--- Start of TASK MATERIAL ---

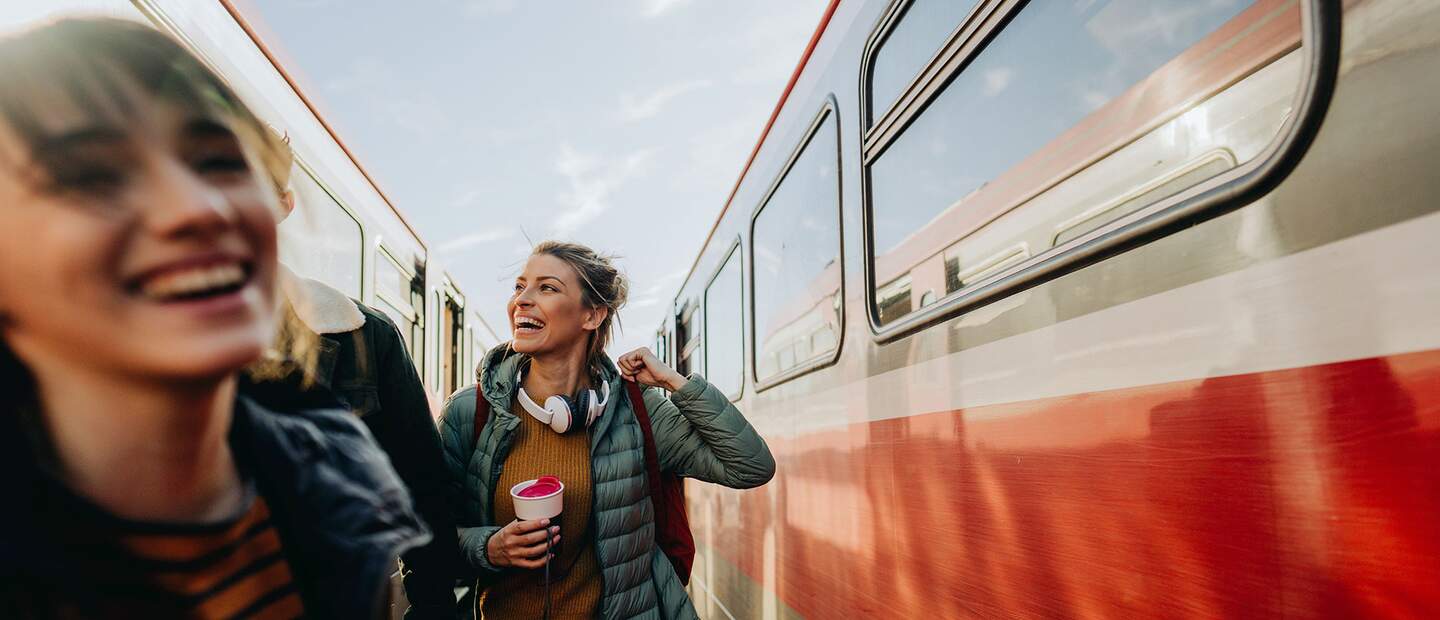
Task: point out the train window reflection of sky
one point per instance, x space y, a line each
619 124
1049 69
797 261
920 33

--- End of TASK MATERIAL ---

→ **GOAL**
Rewrite these lines with "sky" changed to "clouds" and everything else left as it is. Leave the picture out.

→ **RESULT OF THIS TASK**
Task: point out the train window reflection of clouds
one point per instance, x space y, a line each
619 124
1049 69
797 261
920 33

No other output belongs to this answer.